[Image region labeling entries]

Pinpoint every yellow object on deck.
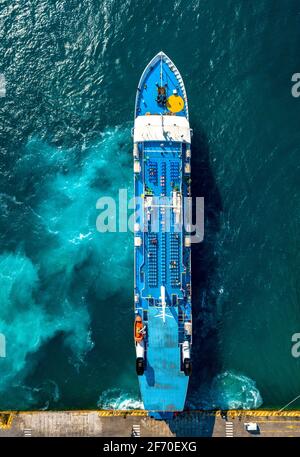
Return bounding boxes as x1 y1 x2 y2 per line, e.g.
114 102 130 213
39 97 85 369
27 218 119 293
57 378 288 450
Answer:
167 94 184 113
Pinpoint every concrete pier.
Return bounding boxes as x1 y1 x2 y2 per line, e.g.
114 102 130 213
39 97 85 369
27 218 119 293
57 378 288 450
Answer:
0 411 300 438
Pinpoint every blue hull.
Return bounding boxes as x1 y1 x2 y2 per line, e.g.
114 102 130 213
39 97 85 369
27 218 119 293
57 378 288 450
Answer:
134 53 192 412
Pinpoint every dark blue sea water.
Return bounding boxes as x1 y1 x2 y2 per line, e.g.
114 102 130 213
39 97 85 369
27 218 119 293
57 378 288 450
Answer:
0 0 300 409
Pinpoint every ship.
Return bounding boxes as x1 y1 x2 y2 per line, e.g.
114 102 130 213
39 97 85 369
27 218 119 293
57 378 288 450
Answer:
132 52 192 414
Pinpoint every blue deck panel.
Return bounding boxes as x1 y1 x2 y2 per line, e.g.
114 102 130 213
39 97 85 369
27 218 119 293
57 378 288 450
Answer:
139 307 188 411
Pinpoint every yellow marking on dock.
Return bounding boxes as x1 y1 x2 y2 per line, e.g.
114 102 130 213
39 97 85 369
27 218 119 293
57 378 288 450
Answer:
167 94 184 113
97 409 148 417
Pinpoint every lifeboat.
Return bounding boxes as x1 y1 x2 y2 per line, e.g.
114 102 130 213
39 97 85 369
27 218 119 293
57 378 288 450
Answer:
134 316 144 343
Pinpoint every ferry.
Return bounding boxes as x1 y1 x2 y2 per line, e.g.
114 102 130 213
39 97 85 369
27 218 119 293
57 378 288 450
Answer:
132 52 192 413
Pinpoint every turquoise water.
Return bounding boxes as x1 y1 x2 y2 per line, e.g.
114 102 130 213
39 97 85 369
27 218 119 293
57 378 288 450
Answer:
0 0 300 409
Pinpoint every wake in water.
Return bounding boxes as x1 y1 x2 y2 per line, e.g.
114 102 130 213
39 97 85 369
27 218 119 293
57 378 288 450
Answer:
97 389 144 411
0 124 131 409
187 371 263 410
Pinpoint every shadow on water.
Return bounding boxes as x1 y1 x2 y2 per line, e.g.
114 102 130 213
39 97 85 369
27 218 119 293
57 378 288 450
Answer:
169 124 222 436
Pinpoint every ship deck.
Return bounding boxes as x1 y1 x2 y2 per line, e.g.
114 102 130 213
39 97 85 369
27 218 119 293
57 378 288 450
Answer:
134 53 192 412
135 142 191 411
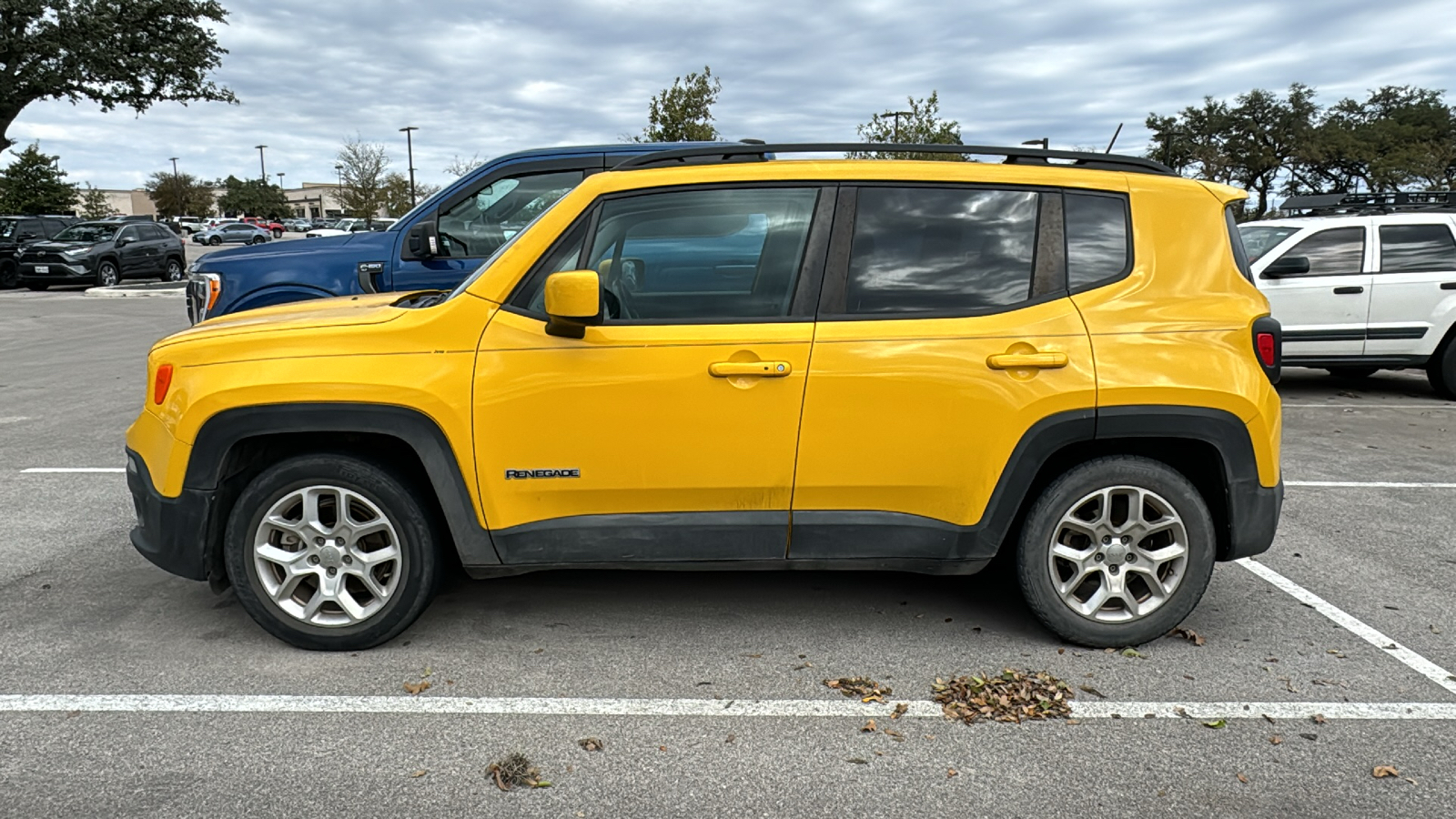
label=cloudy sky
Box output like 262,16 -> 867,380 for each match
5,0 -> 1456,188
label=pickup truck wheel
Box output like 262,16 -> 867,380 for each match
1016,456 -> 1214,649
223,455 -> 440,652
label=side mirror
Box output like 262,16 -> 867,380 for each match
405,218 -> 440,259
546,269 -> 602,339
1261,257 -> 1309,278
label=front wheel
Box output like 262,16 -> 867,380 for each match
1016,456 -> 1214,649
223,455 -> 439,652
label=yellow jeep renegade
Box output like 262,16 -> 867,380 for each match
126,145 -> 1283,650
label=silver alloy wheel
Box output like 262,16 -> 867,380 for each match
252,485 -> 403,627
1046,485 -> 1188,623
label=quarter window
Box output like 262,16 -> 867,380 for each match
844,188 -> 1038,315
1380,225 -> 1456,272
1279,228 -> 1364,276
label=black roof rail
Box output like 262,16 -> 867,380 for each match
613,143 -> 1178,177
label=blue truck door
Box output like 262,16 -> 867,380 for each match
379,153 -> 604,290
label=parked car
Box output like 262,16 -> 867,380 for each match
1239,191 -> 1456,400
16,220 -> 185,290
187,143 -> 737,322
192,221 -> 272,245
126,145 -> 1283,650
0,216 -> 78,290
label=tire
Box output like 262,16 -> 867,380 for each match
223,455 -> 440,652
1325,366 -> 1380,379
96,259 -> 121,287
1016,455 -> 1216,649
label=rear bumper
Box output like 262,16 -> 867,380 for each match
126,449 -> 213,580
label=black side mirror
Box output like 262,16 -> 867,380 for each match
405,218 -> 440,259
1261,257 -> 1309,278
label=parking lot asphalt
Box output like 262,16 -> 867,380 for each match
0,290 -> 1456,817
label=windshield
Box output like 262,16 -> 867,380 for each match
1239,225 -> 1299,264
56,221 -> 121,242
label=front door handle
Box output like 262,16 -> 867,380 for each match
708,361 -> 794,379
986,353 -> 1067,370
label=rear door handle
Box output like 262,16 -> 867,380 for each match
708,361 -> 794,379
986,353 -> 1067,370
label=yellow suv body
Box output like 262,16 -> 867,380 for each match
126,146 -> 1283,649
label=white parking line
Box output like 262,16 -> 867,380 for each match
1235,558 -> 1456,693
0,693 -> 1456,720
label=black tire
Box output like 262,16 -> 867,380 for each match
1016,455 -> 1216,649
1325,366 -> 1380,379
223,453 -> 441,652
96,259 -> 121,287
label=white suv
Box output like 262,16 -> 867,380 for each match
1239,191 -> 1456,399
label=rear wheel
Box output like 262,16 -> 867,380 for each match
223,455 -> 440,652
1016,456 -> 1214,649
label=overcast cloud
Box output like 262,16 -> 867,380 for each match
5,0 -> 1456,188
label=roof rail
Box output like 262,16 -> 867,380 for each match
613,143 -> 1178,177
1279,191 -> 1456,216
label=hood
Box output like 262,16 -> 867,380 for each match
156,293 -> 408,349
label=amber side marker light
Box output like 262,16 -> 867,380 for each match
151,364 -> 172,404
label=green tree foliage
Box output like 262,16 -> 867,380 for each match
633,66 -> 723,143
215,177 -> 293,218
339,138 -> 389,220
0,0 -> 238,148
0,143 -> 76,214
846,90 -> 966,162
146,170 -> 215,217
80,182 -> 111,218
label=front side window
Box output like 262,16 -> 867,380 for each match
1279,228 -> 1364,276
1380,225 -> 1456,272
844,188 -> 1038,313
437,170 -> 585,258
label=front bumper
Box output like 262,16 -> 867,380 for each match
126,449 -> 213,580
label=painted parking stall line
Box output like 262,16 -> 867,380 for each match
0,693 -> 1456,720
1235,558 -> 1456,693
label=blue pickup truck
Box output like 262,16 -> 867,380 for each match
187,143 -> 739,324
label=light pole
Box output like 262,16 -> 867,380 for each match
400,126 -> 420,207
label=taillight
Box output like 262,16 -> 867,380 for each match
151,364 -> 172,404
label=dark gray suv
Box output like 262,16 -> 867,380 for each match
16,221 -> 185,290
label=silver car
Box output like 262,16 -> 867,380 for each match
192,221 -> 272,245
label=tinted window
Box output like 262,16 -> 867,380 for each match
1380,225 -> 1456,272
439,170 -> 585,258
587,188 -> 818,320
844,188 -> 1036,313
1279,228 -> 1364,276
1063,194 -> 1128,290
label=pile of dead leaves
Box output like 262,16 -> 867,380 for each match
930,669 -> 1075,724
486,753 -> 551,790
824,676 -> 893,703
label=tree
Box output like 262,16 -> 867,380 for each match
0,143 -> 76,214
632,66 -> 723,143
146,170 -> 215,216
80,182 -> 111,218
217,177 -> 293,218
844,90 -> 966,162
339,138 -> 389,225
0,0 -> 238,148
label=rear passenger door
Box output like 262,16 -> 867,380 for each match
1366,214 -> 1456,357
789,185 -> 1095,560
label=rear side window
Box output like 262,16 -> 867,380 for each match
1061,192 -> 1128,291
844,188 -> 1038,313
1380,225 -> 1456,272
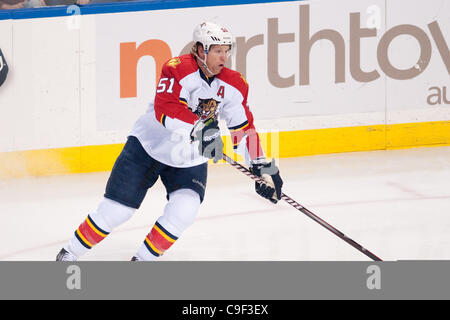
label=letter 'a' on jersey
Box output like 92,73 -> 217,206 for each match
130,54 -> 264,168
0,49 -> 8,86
==
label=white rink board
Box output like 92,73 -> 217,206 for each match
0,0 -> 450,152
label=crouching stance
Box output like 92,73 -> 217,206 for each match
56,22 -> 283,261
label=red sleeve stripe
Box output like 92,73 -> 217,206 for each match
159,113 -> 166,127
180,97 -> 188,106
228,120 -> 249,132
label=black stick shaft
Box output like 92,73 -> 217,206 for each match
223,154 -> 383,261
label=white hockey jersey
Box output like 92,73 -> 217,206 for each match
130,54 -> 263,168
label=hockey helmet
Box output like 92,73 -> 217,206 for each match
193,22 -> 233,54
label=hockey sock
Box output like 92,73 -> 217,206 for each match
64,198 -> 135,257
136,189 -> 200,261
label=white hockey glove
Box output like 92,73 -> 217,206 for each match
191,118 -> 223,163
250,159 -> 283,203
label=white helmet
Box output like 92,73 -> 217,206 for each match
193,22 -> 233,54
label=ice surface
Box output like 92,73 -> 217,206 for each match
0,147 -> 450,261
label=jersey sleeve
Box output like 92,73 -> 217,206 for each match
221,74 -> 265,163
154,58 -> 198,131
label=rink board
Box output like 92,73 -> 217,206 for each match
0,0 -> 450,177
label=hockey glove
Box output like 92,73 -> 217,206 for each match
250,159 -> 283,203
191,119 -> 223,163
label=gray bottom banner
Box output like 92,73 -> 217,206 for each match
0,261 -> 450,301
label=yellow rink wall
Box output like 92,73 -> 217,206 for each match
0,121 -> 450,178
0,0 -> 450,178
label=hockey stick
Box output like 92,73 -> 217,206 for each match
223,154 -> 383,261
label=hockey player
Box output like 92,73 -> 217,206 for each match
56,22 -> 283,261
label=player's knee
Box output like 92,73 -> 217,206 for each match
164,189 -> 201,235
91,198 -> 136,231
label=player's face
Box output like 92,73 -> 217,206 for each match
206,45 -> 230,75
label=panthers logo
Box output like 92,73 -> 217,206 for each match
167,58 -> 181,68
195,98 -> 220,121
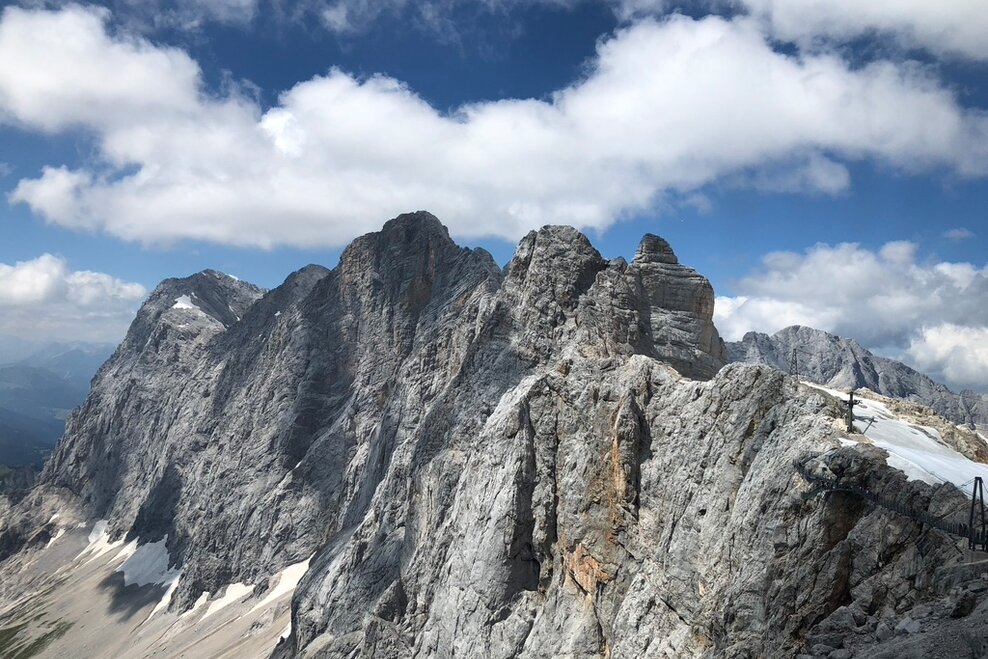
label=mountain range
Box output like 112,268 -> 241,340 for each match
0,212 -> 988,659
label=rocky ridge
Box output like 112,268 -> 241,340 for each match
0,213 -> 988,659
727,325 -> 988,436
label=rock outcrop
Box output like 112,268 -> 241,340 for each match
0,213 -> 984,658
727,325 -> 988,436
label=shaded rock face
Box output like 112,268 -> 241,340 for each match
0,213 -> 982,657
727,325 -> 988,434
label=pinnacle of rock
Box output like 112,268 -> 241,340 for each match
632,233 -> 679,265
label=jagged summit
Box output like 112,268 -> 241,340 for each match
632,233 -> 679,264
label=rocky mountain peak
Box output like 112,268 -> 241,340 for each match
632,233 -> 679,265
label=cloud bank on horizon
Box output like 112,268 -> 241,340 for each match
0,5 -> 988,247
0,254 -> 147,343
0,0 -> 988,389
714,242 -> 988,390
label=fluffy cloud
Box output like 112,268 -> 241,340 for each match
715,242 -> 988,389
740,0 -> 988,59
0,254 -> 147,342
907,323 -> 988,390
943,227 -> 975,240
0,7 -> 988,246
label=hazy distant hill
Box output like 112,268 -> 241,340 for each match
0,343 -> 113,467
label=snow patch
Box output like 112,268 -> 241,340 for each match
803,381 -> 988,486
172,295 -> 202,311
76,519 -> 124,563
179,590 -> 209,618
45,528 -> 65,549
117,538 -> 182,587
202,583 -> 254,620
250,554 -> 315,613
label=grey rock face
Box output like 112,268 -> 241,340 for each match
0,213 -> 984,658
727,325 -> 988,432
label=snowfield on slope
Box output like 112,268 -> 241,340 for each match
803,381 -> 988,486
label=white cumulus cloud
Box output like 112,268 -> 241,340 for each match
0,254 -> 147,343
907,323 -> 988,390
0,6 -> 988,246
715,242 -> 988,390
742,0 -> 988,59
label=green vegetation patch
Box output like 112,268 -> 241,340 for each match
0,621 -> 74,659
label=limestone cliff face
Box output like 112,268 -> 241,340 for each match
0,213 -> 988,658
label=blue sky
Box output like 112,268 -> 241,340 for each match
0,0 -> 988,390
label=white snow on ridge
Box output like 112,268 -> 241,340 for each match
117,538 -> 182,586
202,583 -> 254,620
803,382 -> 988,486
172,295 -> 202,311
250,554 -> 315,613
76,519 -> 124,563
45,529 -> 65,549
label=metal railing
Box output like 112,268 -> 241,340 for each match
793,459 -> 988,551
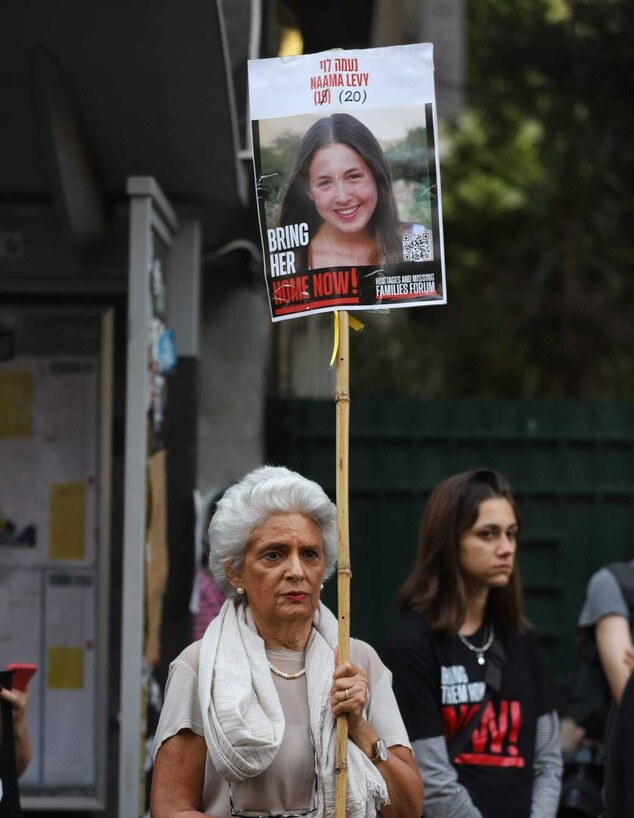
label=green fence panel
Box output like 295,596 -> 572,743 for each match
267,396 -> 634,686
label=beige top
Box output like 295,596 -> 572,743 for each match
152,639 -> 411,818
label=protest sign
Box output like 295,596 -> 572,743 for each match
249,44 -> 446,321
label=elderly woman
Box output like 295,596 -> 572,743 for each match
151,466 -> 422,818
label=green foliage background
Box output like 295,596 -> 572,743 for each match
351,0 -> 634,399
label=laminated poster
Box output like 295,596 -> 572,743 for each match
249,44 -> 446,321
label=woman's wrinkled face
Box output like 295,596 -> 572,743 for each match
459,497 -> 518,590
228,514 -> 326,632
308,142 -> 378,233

[INSTRUCTIONS TO FOLLOW] Copy out the items from the line containing "Pinpoint every yellow object on deck." through the line containing "134 316 144 343", leaving the pictures out.

[EXERCISE ANSWER]
Pinpoint every yellow object on deck.
Return bounding boxes as x1 y1 x2 y2 per line, e.g.
114 102 130 213
39 97 85 369
27 218 119 293
57 378 288 450
Answer:
167 94 184 113
Pinpoint every concrete pier.
Return bounding boxes as x1 y1 x2 y2 per line, e.g.
114 102 130 213
39 97 85 369
27 218 119 293
57 378 288 450
Answer:
0 411 300 438
Pinpoint every blue hull.
Return bounding boxes as x1 y1 x2 y2 per line, e.g.
114 102 130 213
39 97 85 369
27 218 119 293
57 378 288 450
Answer:
134 53 192 412
Pinpoint every dark blue sea water.
Return bounding boxes as x1 y1 x2 y2 per line, e.g.
114 102 130 213
39 97 85 369
27 218 119 293
57 378 288 450
Answer:
0 0 300 409
Pinpoint every ship.
Return bounding boxes as x1 y1 x2 y2 per line, e.g.
114 102 130 213
39 97 85 369
27 218 119 293
57 378 288 450
Answer:
132 52 192 414
Pinpoint every blue deck panel.
Return bounding boxes as x1 y1 x2 y2 per line, e.g.
114 102 130 213
39 97 85 369
27 218 119 293
57 378 288 450
Answer:
139 307 188 411
Pinpoint every yellow marking on dock.
Return bounding boxes as x1 y1 x2 y2 per line, e.g.
114 102 130 213
39 97 85 369
27 218 119 293
57 378 288 450
Answer:
167 94 184 113
97 409 148 417
Pinpoint every lifeboat.
Return bounding boxes as x1 y1 x2 y2 per line, e.g.
114 102 130 213
39 97 85 369
27 218 119 293
57 378 288 450
Answer:
134 316 144 343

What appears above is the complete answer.